**Consignes**
A) Retranscrivez à l'identique le passage de l'arrêt de la Cour de cassation qui va de « 2. La convention » jusqu'à « 1987, dite Syntec. » inclus.
B) Traduisez en anglais cette phrase de l'arrêt de la Cour de cassation : « Le dossier a été communiqué au procureur général. »

**Texte fourni**
---*---

La société Altran technologies a formé un pourvoi incident contre le même arrêt.
Le demandeur au pourvoi principal invoque, à l'appui de son recours, trois moyens de cassation.
La demanderesse au pourvoi incident invoque, à l'appui de son recours, un moyen de cassation.
Le dossier a été communiqué au procureur général.
Sur le rapport de Mme Lecaplain-Morel, conseiller, les observations de la SARL Cabinet François Pinet, avocat de M. [Ab], de la SCP Célice, Texidor, Périer, avocat de la société Altran technologies, après débats en l'audience publique du 1er mars 2023 où étaient présents Mme Monge, conseiller doyen faisant fonction de président, Mme Lecaplain-Morel, conseiller rapporteur, M. Sornay, conseiller, M. Halem, avocat général référendaire, et Mme Dumont, greffier de chambre,
la chambre sociale de la Cour de cassation, composée des président et conseillers précités, après en avoir délibéré conformément à la loi, a rendu le présent arrêt.
Faits et procédure
1. Selon l'arrêt attaqué ( Versailles, 28 octobre 2020), M. [Ab] a été engagé en qualité d'ingénieur d'études, par la société Altran technologies, le 16 décembre 2008. A compter du mois de novembre 2011, il a bénéficié de la qualité de salarié protégé au titre de divers mandats.
2. La convention collective applicable à la relation de travail est la convention collective nationale des bureaux d'études techniques, cabinets d'ingénieurs-conseils, sociétés de conseils, du 15 décembre 1987, dite Syntec.
3. Le 22 avril 2015, le salarié a saisi la juridiction prud'homale de diverses demandes relatives à l'exécution de son contrat de travail.
Examen des moyens
Sur le premier moyen du pourvoi principal du salarié, pris en sa première branche
Enoncé du moyen
4. Le salarié fait grief à l'arrêt de le débouter de sa demande en paiement d'un rappel de salaire pour heures supplémentaires et des congés payés afférents, alors « qu'en cas de litige relatif à l'existence ou au nombre d'heures de travail accomplies, il appartient au salarié de présenter, à l'appui de sa demande, des éléments suffisamment précis quant aux heures non rémunérées qu'il prétend avoir accomplies afin de permettre à l'employeur, qui assure le contrôle des heures de travail effectuées, d'y répondre utilement en produisant ses propres éléments ; que le juge forme sa conviction en tenant compte de l'ensemble de ces éléments au regard des exigences rappelées aux
articles L. 3171-2 et L. 3171-3 du code du travail🏛🏛 ; qu'en retenant que ''M. [Ab] verse aux débats un décompte ne faisant pas apparaître pour chaque journée en cause les horaires de travail qu'il prétend avoir accomplis'', pour dire que ''dès lors, faute d'étayer sa demande par des éléments suffisamment précis quant aux heures supplémentaires revendiquées, il y a lieu de débouter le salarié de sa demande'', quand elle constatait que le salarié produisait un décompte des heures supplémentaires réalisées, la cour d'appel a fait peser la charge de la preuve sur le salarié et violé l'
article L. 3171-4 du code du travail🏛. »

---*---

**Extrait de données**
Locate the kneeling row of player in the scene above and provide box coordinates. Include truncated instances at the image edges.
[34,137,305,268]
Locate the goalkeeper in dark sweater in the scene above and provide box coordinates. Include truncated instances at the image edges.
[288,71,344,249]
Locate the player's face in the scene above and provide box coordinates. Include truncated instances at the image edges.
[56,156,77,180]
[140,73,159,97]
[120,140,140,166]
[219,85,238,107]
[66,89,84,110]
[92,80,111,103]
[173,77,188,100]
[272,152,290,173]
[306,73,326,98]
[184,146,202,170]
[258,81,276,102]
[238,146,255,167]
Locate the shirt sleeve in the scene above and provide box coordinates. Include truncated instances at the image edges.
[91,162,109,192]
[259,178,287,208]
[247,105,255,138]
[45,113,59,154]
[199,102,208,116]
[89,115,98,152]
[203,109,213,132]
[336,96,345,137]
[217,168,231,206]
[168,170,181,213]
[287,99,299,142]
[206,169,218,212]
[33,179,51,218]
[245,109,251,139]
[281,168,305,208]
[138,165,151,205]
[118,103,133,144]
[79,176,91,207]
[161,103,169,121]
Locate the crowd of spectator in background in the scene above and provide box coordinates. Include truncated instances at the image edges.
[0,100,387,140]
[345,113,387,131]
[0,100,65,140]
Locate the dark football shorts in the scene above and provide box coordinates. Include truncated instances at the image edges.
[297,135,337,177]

---*---

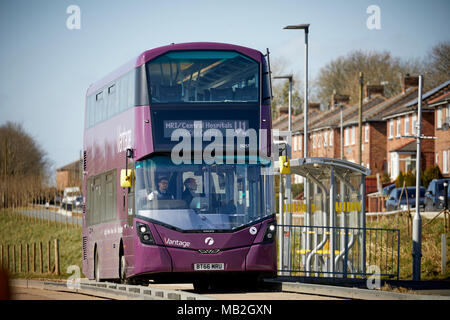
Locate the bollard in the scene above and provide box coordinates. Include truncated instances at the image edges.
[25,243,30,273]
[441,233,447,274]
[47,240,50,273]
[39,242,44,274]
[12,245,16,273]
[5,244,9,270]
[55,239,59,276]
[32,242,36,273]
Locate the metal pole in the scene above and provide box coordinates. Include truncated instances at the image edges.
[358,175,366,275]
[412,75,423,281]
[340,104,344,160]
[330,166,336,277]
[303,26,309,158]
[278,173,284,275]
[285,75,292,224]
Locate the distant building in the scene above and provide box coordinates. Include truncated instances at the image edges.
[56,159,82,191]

---*---

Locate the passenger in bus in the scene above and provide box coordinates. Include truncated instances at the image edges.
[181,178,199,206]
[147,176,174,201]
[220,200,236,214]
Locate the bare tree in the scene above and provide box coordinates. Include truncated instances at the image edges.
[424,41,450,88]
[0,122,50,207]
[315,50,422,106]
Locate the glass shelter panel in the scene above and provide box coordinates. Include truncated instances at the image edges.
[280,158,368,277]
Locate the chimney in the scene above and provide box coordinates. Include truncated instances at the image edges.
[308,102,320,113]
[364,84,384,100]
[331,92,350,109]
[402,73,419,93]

---*---

**Corrigés**
A)
2. La convention collective applicable à la relation de travail est la convention collective nationale des bureaux d'études techniques, cabinets d'ingénieurs-conseils, sociétés de conseils, du 15 décembre 1987, dite Syntec.

B) The file was forwarded to the prosecutor general.